TRY IT :: Copy out the passage below about the charity dinner auction word for word.

SOURCE TEXT ::
- - - -

After the nosh, the auction: each foodmeister had offered his or her services for a private dinner for eight, to be auctioned among the glitterati. The top bid was for Mark Edwards, head chef of Nobu, the chic Japanese eatery attached to the Metropolitan Hotel. He'll be cooking for an anonymous bidder who forked out pounds 4,500 for the pleasure. Philip Howard of The Square was in hot pursuit, snaring pounds 3,200. When all was said and drunk, the bash raised pounds 120,000 for new leukaemia-treatment facilities at Hammersmith Hospital. Is this doing good by eating well?

- - - -

SUPPLIED MATERIAL ::
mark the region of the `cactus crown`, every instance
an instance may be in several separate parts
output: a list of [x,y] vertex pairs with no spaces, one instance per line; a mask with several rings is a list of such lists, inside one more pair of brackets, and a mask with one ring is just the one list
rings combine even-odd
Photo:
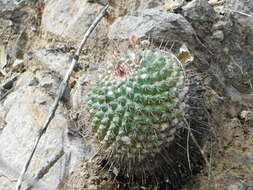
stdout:
[[115,156],[145,157],[171,142],[184,114],[182,69],[159,51],[129,52],[93,85],[92,133]]

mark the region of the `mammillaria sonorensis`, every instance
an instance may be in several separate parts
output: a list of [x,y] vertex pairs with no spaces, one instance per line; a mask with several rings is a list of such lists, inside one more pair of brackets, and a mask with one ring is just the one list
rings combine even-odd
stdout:
[[180,144],[180,131],[186,126],[186,81],[175,58],[140,50],[112,61],[92,86],[88,96],[91,133],[107,162],[129,176],[129,181],[144,184],[147,178],[157,182],[162,176],[174,187],[175,178],[184,176],[180,173],[185,164],[171,149]]

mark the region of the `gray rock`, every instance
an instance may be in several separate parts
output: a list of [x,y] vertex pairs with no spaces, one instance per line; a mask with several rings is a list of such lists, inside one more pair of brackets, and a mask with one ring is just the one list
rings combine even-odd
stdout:
[[226,0],[226,5],[232,10],[252,12],[253,13],[253,1],[252,0]]
[[194,30],[179,14],[147,9],[142,16],[126,16],[116,19],[109,31],[110,39],[126,40],[135,35],[138,39],[148,38],[171,41],[190,41]]
[[42,66],[59,73],[62,77],[71,63],[70,55],[48,49],[38,49],[34,51],[33,58]]
[[228,190],[252,190],[252,189],[253,189],[252,186],[244,181],[230,185],[228,187]]
[[[16,90],[7,96],[1,106],[1,112],[5,114],[1,114],[4,118],[0,126],[0,189],[15,189],[21,169],[34,146],[38,130],[53,102],[44,90],[27,84],[33,77],[34,74],[30,72],[24,73],[17,81]],[[42,100],[46,103],[41,104]],[[71,157],[60,158],[34,189],[56,190],[62,183],[62,177],[67,175],[64,172],[70,171],[67,168],[73,171],[85,156],[89,156],[91,148],[84,144],[81,137],[74,136],[71,141],[68,140],[68,127],[67,111],[59,105],[47,132],[41,138],[24,185],[62,147],[65,147],[65,155],[71,154]]]
[[51,0],[45,5],[42,28],[68,41],[80,41],[101,5],[88,1]]

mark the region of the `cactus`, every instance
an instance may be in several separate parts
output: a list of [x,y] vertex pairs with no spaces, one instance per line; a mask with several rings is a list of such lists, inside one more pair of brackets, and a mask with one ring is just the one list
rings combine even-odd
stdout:
[[182,123],[187,93],[181,67],[158,51],[129,52],[93,85],[92,133],[113,158],[142,161],[159,153]]

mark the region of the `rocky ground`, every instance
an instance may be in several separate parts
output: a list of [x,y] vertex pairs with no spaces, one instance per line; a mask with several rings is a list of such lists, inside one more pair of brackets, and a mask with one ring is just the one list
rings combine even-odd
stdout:
[[[104,3],[0,0],[0,189],[14,189],[73,52]],[[253,189],[253,1],[109,3],[108,15],[81,53],[24,184],[63,148],[64,155],[34,189],[118,189],[114,176],[99,171],[90,159],[93,145],[77,132],[82,120],[76,118],[90,81],[112,55],[133,46],[129,39],[135,36],[171,47],[181,60],[192,55],[194,61],[186,62],[204,79],[211,128],[203,146],[208,164],[184,189]]]

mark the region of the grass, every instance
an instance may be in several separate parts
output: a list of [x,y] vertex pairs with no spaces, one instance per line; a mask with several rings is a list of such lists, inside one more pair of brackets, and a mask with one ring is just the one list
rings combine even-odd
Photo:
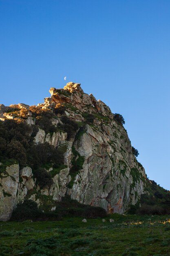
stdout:
[[[169,216],[66,217],[58,221],[0,222],[0,255],[168,256]],[[115,220],[110,223],[110,218]]]

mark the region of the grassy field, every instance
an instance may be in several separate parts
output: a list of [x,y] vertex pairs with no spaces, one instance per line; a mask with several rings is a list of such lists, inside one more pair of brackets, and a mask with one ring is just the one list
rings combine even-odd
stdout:
[[170,256],[169,216],[115,214],[105,219],[0,222],[0,255]]

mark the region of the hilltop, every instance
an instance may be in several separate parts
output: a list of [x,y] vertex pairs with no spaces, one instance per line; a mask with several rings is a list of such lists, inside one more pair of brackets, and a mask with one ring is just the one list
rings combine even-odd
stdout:
[[169,193],[147,178],[123,117],[79,83],[49,92],[37,106],[0,105],[0,220],[26,200],[55,212],[68,196],[108,213],[151,202],[167,213]]

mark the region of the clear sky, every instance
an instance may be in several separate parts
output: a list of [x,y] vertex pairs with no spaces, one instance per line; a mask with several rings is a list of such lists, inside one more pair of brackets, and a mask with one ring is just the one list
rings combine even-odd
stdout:
[[170,1],[0,0],[0,103],[43,102],[65,76],[122,115],[170,189]]

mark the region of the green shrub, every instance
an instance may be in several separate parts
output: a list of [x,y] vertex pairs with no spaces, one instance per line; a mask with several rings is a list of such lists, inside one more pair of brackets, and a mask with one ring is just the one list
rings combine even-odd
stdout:
[[48,172],[42,168],[37,169],[34,172],[34,176],[36,178],[36,182],[41,189],[45,186],[50,186],[53,184],[52,176],[50,172]]
[[155,204],[150,205],[144,204],[137,210],[139,214],[148,214],[152,215],[162,215],[165,214],[165,209],[160,205]]
[[[61,217],[53,212],[43,212],[38,207],[37,204],[32,200],[25,199],[19,204],[13,211],[10,220],[57,220]],[[28,231],[28,230],[27,230]]]
[[61,120],[63,124],[59,125],[60,129],[67,133],[68,140],[75,136],[76,132],[79,128],[77,124],[75,121],[70,119],[66,116],[62,116]]
[[124,118],[121,115],[115,113],[114,115],[114,117],[119,124],[122,124],[122,125],[125,124]]
[[83,117],[85,119],[86,123],[89,124],[93,124],[95,116],[91,113],[83,113]]
[[64,105],[61,104],[61,103],[58,103],[56,105],[54,111],[56,115],[58,114],[64,115],[66,109],[66,108]]
[[[134,155],[135,155],[135,157],[137,157],[139,155],[139,153],[138,152],[138,150],[137,150],[137,149],[136,149],[136,148],[135,148],[134,147],[132,147],[132,154]],[[138,163],[138,165],[140,166],[139,164],[139,163]]]

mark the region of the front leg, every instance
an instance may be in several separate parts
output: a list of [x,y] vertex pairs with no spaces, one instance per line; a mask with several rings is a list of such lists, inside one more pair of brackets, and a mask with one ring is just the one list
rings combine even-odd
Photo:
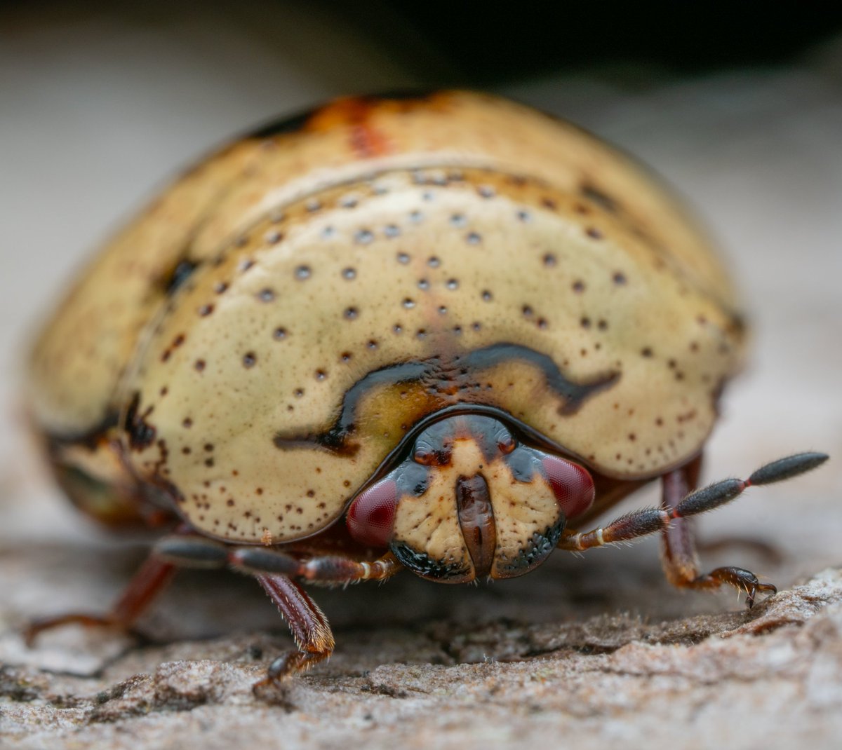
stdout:
[[[679,503],[695,489],[701,457],[679,468],[664,474],[661,479],[661,508],[672,514]],[[661,563],[663,573],[674,586],[679,589],[711,589],[722,584],[733,586],[746,594],[746,604],[751,607],[758,592],[775,594],[771,584],[761,584],[751,571],[742,568],[717,568],[708,573],[699,573],[692,520],[674,518],[661,532]]]
[[232,547],[199,535],[163,539],[154,554],[181,567],[232,568],[253,575],[269,594],[286,621],[298,651],[275,659],[255,689],[300,674],[333,652],[336,642],[328,618],[297,580],[333,585],[385,580],[401,568],[391,552],[371,562],[344,554],[301,558],[270,547]]
[[696,462],[692,462],[665,475],[660,508],[633,511],[590,531],[566,529],[558,547],[583,552],[660,531],[664,544],[664,569],[671,583],[687,589],[716,589],[727,584],[744,591],[746,603],[750,607],[759,591],[774,594],[777,590],[775,586],[761,584],[757,576],[742,568],[717,568],[700,575],[692,538],[687,526],[681,524],[685,524],[691,515],[712,510],[730,502],[749,487],[770,484],[796,477],[820,466],[827,459],[824,453],[797,453],[760,467],[748,479],[723,479],[687,494],[687,489],[695,484],[695,473],[698,471]]
[[109,614],[71,613],[41,620],[27,628],[24,638],[31,644],[43,631],[69,624],[127,629],[167,585],[176,568],[226,567],[257,579],[280,610],[299,649],[273,662],[258,687],[304,672],[333,651],[333,634],[327,618],[295,579],[332,585],[384,580],[400,570],[401,564],[391,552],[370,562],[341,553],[300,557],[269,547],[232,547],[179,529],[155,545]]

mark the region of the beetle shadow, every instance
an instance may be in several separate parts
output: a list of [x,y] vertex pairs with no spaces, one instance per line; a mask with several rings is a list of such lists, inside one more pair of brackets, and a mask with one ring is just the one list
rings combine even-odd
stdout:
[[[145,556],[143,549],[115,546],[7,547],[0,560],[13,559],[26,578],[18,582],[17,594],[4,597],[12,613],[8,619],[22,627],[35,617],[64,611],[107,611]],[[657,540],[586,556],[557,552],[537,570],[504,581],[444,585],[403,572],[383,584],[308,591],[336,636],[333,659],[318,670],[328,673],[362,672],[386,663],[482,660],[489,652],[509,652],[492,642],[495,639],[516,640],[536,626],[559,631],[586,627],[594,618],[608,630],[603,640],[622,642],[641,622],[722,611],[709,595],[687,595],[666,582]],[[742,611],[740,603],[732,599],[730,605]],[[266,658],[292,646],[285,624],[259,586],[227,571],[180,571],[136,629],[145,637],[136,647],[181,645],[201,658],[216,658],[215,639],[247,651],[256,644]],[[99,647],[93,637],[89,642]],[[511,653],[535,651],[523,643],[518,648]]]

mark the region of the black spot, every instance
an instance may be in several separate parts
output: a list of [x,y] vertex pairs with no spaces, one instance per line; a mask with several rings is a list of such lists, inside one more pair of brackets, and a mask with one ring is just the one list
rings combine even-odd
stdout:
[[163,288],[168,295],[172,295],[176,289],[181,287],[190,274],[196,269],[196,263],[186,258],[179,261],[166,279],[164,279]]

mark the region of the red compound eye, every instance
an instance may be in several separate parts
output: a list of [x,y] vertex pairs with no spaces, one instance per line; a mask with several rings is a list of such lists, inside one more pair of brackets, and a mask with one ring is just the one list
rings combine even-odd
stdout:
[[594,480],[585,469],[557,456],[545,456],[541,463],[566,518],[574,518],[593,504]]
[[388,547],[395,525],[397,485],[381,479],[360,493],[348,509],[348,531],[360,544]]

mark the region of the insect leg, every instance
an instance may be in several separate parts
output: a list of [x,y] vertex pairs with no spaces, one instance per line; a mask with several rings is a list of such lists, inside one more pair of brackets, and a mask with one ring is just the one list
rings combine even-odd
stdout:
[[[681,499],[695,489],[701,457],[661,478],[661,508],[672,513]],[[674,586],[685,586],[699,575],[699,559],[692,521],[676,518],[661,531],[661,563],[667,580]]]
[[328,658],[336,642],[328,618],[298,584],[282,575],[261,573],[255,578],[286,621],[298,647],[298,651],[285,654],[269,664],[266,677],[254,684],[258,689],[280,682]]
[[85,627],[106,626],[128,629],[143,614],[152,599],[166,587],[174,573],[174,565],[151,555],[135,573],[107,615],[68,612],[56,617],[36,620],[24,631],[24,640],[28,646],[31,646],[44,631],[62,625],[75,624]]
[[243,573],[280,573],[314,584],[382,581],[402,567],[392,552],[368,562],[344,555],[317,555],[298,559],[285,552],[258,547],[237,547],[228,555],[228,562]]
[[582,551],[663,531],[664,565],[671,583],[693,589],[714,589],[728,584],[745,591],[747,603],[751,606],[758,591],[774,593],[775,588],[770,584],[760,584],[754,573],[740,568],[717,568],[709,573],[699,575],[689,529],[686,525],[682,525],[670,531],[670,527],[676,523],[682,524],[683,520],[689,516],[712,510],[730,502],[752,485],[788,479],[815,468],[827,459],[823,453],[799,453],[761,467],[748,479],[723,479],[684,494],[693,485],[694,473],[698,470],[697,466],[690,464],[686,471],[679,469],[665,478],[664,499],[661,508],[634,511],[591,531],[565,531],[558,547],[570,551]]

- - - -

TASK OUTPUT ::
After the nosh, the auction: each foodmeister had offered his or her services for a private dinner for eight, to be auctioned among the glitterati. The top bid was for Mark Edwards, head chef of Nobu, the chic Japanese eatery attached to the Metropolitan Hotel. He'll be cooking for an anonymous bidder who forked out pounds 4,500 for the pleasure. Philip Howard of The Square was in hot pursuit, snaring pounds 3,200. When all was said and drunk, the bash raised pounds 120,000 for new leukaemia-treatment facilities at Hammersmith Hospital. Is this doing good by eating well?